:: Excerpt provided ::
Vacation Therapy

January 9, 2017

According to Psychology Today, Americans work 100 more hours per year than the Japanese, and up to three months more a year than Europeans. Yet, the United States is the only country that does not mandate paid vacation leave, whereas Europeans average six weeks of paid vacation annually. In fact, the right to an annual vacation at a minimum duration is mandated by law in 78 countries around the globe – with penalties for deferring vacation.

So, what’s the big deal, you may ask? Well, not taking time to get away can actually be detrimental to your health. According to a recent study conducted by the State University of New York at Oswego, men who take annual vacations reduce their overall risk of death by 20 percent and their risk of heart disease by 30 percent because they are given a chance to de-stress. Beyond that, workers who put in 50 hours a week get the same amount of work done as those that put in 40 because fatigue leads to being less productive.

Aside from these facts, if a vacation is still not in your future plans, consider these benefits... and then call your travel agent:

Health Benefits

  • Blood pressure, heart rate and levels of the stress hormone epinephrine decrease after only one or two days on vacations.
  • The effects of exhaustion reduced when individuals have free time to relax, spend time in warm climates, exercise, get a good night’s sleep and meet new people.
  • Vacationers get deeper sleep when their trips are over.
  • Leisure activities have been linked to overall well-being as well as the maintenance of solid physical and mental health.
  • Vacationing decreases the chance of engaging in risky behaviors due to stress, such as excessive alcohol consumption, smoking and not getting enough sleep.

Emotional Benefits

  • Women who take vacations are more satisfied in their marriages because they feel more romantic while away, and come back home feeling more connected to their families.
  • Anticipation of a vacation increases positive feelings of one’s family and life.

:: Task instructions ::
1. Reproduce the part of the vacation article between "Aside from these" and "meet new people.", inclusive.
2. In the vacation article, by how much does the State University of New York at Oswego study say men who take annual vacations lower their risk of heart disease?
3. Extend the vacation article from the point where it stops.

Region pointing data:

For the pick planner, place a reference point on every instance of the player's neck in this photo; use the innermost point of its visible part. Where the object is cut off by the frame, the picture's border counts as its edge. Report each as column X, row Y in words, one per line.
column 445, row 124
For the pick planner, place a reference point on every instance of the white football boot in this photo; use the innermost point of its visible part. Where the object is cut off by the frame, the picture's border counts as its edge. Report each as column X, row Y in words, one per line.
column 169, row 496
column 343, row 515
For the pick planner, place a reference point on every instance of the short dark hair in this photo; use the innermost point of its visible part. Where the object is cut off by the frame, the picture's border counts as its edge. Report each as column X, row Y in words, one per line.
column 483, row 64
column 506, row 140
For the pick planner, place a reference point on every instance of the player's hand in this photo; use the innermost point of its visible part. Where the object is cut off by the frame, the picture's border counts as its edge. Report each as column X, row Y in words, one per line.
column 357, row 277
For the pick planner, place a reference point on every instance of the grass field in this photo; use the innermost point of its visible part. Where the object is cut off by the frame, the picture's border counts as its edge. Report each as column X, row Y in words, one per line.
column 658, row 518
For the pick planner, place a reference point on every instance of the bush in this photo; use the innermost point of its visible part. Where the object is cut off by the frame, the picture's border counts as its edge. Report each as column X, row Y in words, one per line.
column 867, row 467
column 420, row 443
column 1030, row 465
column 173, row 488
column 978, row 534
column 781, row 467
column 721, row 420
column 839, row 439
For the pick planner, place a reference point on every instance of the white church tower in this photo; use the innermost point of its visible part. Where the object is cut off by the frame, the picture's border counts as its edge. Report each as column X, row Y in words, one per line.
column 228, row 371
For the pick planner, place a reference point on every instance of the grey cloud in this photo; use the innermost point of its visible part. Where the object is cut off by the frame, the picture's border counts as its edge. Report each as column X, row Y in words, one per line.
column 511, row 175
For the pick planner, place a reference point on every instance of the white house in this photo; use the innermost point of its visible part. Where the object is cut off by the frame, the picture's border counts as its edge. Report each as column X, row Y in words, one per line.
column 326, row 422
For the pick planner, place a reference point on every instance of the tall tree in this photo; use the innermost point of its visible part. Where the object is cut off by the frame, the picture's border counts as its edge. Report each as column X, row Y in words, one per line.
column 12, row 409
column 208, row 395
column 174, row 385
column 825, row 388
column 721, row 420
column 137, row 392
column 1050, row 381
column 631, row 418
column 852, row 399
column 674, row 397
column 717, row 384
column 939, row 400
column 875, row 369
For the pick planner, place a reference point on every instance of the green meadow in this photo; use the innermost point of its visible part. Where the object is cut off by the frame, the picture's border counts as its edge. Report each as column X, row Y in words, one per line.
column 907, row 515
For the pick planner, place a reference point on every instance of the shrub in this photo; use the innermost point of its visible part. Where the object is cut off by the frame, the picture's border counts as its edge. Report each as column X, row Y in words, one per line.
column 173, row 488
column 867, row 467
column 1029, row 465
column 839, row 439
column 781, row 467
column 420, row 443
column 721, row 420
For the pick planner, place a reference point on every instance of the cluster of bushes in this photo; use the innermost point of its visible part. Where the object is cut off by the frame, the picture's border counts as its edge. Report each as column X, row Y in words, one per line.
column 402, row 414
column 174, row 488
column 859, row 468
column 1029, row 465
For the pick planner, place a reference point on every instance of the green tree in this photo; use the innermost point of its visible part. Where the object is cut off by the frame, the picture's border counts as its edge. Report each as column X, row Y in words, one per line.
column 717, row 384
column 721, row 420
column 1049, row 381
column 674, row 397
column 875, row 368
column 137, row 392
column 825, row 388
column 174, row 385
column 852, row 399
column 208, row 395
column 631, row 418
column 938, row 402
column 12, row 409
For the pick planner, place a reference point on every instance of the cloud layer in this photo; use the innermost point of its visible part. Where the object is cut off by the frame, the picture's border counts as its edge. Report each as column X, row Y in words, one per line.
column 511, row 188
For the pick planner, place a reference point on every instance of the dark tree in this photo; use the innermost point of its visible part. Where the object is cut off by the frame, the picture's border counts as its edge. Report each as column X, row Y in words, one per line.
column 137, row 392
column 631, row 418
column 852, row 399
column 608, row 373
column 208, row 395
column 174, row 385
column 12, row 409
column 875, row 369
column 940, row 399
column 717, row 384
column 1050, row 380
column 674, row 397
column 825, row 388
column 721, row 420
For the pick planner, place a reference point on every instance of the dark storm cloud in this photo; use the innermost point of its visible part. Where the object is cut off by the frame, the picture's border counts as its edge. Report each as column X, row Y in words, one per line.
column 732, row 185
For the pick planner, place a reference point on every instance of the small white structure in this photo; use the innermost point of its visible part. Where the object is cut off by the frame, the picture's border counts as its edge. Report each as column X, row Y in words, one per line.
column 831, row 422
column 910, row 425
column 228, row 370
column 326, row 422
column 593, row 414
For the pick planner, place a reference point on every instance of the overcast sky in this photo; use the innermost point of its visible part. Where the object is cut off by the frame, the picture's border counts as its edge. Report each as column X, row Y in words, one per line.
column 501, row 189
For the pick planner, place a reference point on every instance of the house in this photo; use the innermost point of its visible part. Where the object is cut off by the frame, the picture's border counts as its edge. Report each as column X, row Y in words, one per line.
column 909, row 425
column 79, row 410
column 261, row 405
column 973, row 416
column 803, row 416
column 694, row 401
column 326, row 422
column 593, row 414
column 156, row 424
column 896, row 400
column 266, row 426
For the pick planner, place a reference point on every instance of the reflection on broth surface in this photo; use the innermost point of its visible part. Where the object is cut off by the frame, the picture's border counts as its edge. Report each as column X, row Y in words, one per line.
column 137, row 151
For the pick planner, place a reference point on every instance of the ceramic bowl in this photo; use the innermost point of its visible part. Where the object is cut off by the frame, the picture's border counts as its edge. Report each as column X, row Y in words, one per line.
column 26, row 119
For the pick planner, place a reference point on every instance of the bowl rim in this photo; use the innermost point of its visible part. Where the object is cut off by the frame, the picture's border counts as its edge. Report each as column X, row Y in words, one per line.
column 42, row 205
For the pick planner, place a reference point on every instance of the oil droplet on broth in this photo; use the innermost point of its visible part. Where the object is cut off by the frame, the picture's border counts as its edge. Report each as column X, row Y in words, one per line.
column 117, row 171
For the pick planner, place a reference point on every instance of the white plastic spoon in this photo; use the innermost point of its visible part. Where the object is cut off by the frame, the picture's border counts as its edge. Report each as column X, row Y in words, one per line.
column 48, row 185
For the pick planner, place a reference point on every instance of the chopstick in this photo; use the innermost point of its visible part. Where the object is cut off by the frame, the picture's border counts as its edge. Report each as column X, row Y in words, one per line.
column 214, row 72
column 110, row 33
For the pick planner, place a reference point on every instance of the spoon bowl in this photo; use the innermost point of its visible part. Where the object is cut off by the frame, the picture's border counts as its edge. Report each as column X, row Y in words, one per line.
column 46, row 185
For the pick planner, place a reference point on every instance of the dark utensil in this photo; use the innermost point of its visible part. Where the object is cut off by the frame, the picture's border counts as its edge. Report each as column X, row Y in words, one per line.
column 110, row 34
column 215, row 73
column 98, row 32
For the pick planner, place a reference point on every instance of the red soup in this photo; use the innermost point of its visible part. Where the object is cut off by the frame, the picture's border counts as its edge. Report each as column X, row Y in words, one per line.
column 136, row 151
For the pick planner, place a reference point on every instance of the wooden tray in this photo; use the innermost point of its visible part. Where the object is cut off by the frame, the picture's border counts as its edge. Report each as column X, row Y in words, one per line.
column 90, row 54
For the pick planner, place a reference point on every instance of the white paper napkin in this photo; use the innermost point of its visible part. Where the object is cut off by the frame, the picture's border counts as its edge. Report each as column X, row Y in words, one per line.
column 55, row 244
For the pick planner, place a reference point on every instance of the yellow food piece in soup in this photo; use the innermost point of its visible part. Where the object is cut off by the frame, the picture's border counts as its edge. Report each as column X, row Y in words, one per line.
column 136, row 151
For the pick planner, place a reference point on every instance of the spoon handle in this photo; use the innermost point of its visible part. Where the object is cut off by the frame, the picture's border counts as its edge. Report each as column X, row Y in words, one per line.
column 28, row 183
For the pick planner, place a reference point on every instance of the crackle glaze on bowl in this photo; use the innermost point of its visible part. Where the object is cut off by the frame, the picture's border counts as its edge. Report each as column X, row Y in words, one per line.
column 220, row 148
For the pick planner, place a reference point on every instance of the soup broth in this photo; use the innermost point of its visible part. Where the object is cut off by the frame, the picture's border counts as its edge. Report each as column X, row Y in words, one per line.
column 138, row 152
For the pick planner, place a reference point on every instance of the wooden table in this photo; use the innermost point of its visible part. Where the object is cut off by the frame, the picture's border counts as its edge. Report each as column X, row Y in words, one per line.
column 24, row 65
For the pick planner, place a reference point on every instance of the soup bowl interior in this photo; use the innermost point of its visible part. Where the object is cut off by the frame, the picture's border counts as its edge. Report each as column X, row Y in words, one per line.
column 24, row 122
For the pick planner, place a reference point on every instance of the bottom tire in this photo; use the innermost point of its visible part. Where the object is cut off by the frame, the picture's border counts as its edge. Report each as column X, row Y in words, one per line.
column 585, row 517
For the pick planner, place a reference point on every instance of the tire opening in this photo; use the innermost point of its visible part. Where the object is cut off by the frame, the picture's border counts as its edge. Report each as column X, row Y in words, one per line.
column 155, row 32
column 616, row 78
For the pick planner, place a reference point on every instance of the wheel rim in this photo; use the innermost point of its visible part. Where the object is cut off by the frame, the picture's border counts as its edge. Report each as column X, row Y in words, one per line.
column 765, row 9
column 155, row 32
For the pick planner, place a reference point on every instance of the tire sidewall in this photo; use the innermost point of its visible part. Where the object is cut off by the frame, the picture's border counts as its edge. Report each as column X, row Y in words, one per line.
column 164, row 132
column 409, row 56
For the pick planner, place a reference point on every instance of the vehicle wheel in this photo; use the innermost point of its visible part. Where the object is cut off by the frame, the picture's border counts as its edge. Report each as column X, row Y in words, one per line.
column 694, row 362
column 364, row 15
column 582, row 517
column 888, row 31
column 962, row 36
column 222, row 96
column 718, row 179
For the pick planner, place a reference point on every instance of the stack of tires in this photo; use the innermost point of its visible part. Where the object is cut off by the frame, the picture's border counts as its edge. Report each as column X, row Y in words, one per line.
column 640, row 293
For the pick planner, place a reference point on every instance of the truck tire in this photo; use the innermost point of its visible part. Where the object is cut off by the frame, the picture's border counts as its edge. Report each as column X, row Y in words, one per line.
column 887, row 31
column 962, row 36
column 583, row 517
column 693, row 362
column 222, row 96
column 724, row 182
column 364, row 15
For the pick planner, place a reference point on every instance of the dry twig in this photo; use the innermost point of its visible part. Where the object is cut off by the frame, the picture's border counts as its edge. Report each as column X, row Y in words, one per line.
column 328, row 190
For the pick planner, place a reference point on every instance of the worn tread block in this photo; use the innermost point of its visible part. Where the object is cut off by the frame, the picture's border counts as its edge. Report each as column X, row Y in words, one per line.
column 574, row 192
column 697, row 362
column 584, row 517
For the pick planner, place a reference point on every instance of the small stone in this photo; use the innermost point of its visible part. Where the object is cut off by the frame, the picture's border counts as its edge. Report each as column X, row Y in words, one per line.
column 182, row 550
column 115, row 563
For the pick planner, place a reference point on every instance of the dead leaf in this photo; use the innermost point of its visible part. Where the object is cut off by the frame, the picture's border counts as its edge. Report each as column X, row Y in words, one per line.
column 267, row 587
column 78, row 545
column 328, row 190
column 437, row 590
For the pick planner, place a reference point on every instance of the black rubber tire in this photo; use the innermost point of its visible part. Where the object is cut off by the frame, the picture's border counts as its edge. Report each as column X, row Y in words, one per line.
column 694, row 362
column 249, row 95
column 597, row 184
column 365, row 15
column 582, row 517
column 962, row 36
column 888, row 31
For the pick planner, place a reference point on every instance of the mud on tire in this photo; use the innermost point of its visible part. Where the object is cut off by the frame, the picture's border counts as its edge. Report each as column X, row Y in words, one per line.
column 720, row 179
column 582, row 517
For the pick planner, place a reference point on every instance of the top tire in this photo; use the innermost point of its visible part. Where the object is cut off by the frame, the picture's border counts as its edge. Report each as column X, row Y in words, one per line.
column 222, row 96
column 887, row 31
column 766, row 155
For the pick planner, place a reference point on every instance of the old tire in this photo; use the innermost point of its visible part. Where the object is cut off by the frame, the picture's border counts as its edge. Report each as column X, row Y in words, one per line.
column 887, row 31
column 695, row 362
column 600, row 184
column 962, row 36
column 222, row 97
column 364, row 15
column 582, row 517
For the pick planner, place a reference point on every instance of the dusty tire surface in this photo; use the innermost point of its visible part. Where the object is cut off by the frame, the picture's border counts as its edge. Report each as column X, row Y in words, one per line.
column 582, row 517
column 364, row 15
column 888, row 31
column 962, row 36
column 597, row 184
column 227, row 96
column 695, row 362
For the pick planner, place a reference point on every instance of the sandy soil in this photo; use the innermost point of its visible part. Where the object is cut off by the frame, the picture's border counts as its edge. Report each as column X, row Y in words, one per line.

:: Numbered responses ::
1.
Aside from these facts, if a vacation is still not in your future plans, consider these benefits... and then call your travel agent:

Health Benefits

  • Blood pressure, heart rate and levels of the stress hormone epinephrine decrease after only one or two days on vacations.
  • The effects of exhaustion reduced when individuals have free time to relax, spend time in warm climates, exercise, get a good night’s sleep and meet new people.

2. By 30 percent.

3.
  • Since satisfaction with life increases on vacation, the effects remain once travelers return home.

According to Psychology Today, Belgium, France, the Netherlands and Norway are all more efficient and productive than the U.S. in part because they use more effective management techniques and take longer vacations.

Career Benefits

  • Three out of four corporate executives believe that vacations prevent burnout, improve personal job performance and improve creativity.
  • More than one-third of small business owners report that their best business-growing ideas come during down time, not at work.


  • Now that you are convinced that taking time away will benefit all aspects of your life, consider these recommendations for thoroughly enjoying yourself while you’re away:
  • Generate a list of work-related things that you do not want to “pack” for your vacation. This includes worries about your supervisor or colleagues, career advancement concerns, cell phones, pagers, laptops, PDAs and guilt for taking a vacation.
  • Build your vacations around things that you love to do or have always wanted to do.
  • Do not schedule every minute of your trip; give yourself a chance to wander and explore.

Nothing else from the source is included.